▶ _引用文_:
|
「T-01A」開発者インタビュー
|
|
「Snapdragon」を搭載した東芝製スマートフォンの魅力
|
|
|
5月19日午後、NTTドコモの発表会では東芝製のWindows Mobile端末「T-01A」が発表された。7年ぶりに復活したドコモの「T」は、4.1インチの大型タッチ式ディスプレイに1GHzのCPU「Snapdragon」を搭載し、「ストライプメニュー」と呼ばれる新ユーザーインターフェイス採用するなど、復活にふさわしい意欲的なモデルとなっている。今回は、そんな「T-01A」について、東芝の商品企画担当者とソフト開発担当者に魅力を語っていただいた。
|
東芝の狩野氏(左)と本田氏(右)
|
|
T-01A
|
――それではまず、「T-01A」のおおまかな特徴を教えてください。
東芝 モバイルコミュニケーション社
商品統括部 新規事業商品企画部 参事
狩野明弘氏(以下、狩野氏)
「T-01A」では、4つの大きなコンセプトをかかげました。今までにない薄さ、今までにない大きな画面、1GHzのCPUを使った高いパフォーマンス、片手でも使える使いやすさの4つです。ユーザーインターフェイスの特徴であるストライプのメニューは、店頭で目立ち、手にとっていただけるような派手な彩色としました。まずは手にとっていただきたいとの思いからです。
今回の「T-01A」はWindows Mobile(以下WM)を採用しています。ビジネス寄りのイメージがあるため、従来のビジネスユーザーはそのままにしつつ、さらに裾野を広げられるようコンシューマー向けを意識し、WMの堅苦しさをできるだけ排していこうと考えました。たとえば、使い慣れていない方にはわかりくい機能をメニュー階層の上位に持ってくるなどし、見つけやすいところにおいてあります。
――「T-01A」は、FOMA端末「T2101V」以来、東芝としては7年ぶりのNTTドコモ向け端末ですよね? ドコモ向けの供給を再開した背景に何があったのでしょうか?
狩野氏
我々は携帯電話メーカーですので、全ての携帯電話事業者様に端末を供給することは1つの悲願でした。ただ、開発能力の面や継続性の問題もあり、なかなか転機がなかったのも事実です。今回、我々としても新しいコンセプトを打ち出すということで、返り咲ける転機となりました。我々の思いをドコモ様にも理解をしていただきました。
東芝 モバイルコミュニケーション社
ソフトウェア設計第二部 部長
本田亮氏(以下、本田氏)
これまでも携帯電話事業者様には新商品の提案をしてきましたが、今回ドコモ様のスマートフォンにも力を入れていくという方針と、私どもの戦略が一致し、今回の商品開発が実現したました。

▶ _記述課題_:
1. 次の(a)〜(c)が引用文の内容と合うかどうかを、それぞれ「はい」か「いいえ」で答えよ。答えには、判断の決め手となる引用文の語句を一字一句変えずに添えること。
(a) ドコモの「T」は7年ぶりの復活である。
(b) 「T-01A」はAndroidを採用している。
(c) ストライプのメニューは落ち着いた彩色にした。
2. 行の中から「detect」という語を含む行をすべて特定し、そのまま書き写せ。
引用文とこの後の行は、出典が別々である。

▶ _領域アノテーション項目_:
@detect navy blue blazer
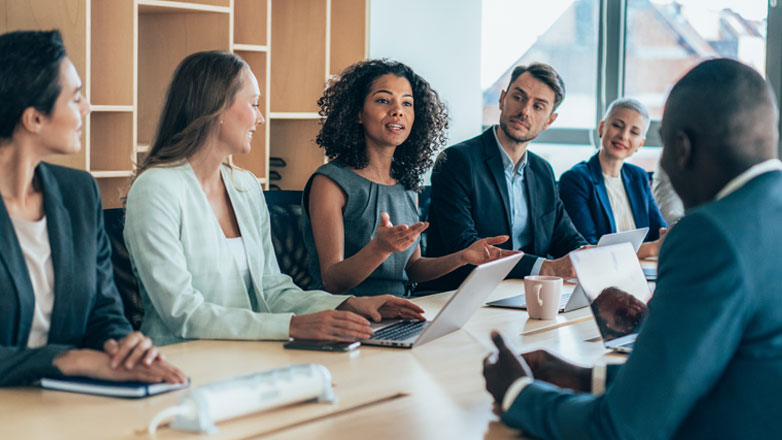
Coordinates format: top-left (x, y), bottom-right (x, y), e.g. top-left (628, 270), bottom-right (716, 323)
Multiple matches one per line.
top-left (502, 171), bottom-right (782, 439)
top-left (426, 128), bottom-right (587, 290)
top-left (0, 163), bottom-right (132, 386)
top-left (559, 153), bottom-right (668, 244)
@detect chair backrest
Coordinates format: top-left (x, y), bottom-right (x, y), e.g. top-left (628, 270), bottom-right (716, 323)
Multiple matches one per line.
top-left (263, 191), bottom-right (312, 290)
top-left (103, 208), bottom-right (144, 330)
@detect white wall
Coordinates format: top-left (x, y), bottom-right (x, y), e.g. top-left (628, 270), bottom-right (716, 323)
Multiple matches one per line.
top-left (369, 0), bottom-right (482, 145)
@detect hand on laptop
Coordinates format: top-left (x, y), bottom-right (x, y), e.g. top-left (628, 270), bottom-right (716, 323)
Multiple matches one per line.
top-left (540, 255), bottom-right (576, 280)
top-left (460, 235), bottom-right (521, 266)
top-left (337, 295), bottom-right (426, 322)
top-left (483, 331), bottom-right (532, 405)
top-left (521, 350), bottom-right (592, 393)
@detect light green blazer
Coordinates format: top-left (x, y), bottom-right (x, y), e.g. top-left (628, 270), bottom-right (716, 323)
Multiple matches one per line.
top-left (125, 163), bottom-right (349, 345)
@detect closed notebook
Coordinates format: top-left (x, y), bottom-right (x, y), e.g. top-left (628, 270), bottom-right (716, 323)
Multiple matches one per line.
top-left (41, 377), bottom-right (190, 398)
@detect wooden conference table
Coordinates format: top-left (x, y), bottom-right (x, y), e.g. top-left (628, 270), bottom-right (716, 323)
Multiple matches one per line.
top-left (0, 274), bottom-right (646, 440)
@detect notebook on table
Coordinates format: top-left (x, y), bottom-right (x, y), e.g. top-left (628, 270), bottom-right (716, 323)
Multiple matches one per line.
top-left (41, 377), bottom-right (190, 398)
top-left (570, 243), bottom-right (652, 353)
top-left (361, 254), bottom-right (524, 348)
top-left (486, 228), bottom-right (657, 312)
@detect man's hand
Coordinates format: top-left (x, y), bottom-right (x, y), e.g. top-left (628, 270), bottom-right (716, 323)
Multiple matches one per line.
top-left (337, 295), bottom-right (426, 322)
top-left (53, 349), bottom-right (187, 384)
top-left (540, 255), bottom-right (576, 280)
top-left (103, 332), bottom-right (159, 370)
top-left (521, 350), bottom-right (592, 393)
top-left (483, 331), bottom-right (532, 405)
top-left (461, 235), bottom-right (519, 266)
top-left (288, 310), bottom-right (373, 341)
top-left (372, 212), bottom-right (429, 253)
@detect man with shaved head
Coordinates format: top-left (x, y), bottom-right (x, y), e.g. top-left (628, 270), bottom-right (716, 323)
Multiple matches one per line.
top-left (484, 59), bottom-right (782, 439)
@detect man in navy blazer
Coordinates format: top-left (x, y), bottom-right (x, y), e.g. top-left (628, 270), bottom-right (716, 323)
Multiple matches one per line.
top-left (484, 59), bottom-right (782, 439)
top-left (426, 64), bottom-right (587, 290)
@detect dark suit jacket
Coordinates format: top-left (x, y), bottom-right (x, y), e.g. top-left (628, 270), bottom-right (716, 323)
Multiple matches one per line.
top-left (502, 171), bottom-right (782, 439)
top-left (0, 163), bottom-right (132, 385)
top-left (559, 154), bottom-right (668, 244)
top-left (427, 128), bottom-right (586, 289)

▶ _回答一覧_:
1.
(a) はい。『7年ぶりに復活したドコモの「T」』
(b) いいえ。『今回の「T-01A」はWindows Mobile(以下WM)を採用しています』
(c) いいえ。『店頭で目立ち、手にとっていただけるような派手な彩色としました』

2.
@detect navy blue blazer
@detect chair backrest
@detect white wall
@detect hand on laptop
@detect light green blazer
@detect closed notebook
@detect wooden conference table
@detect notebook on table
@detect man's hand
@detect man with shaved head
@detect man in navy blazer
@detect dark suit jacket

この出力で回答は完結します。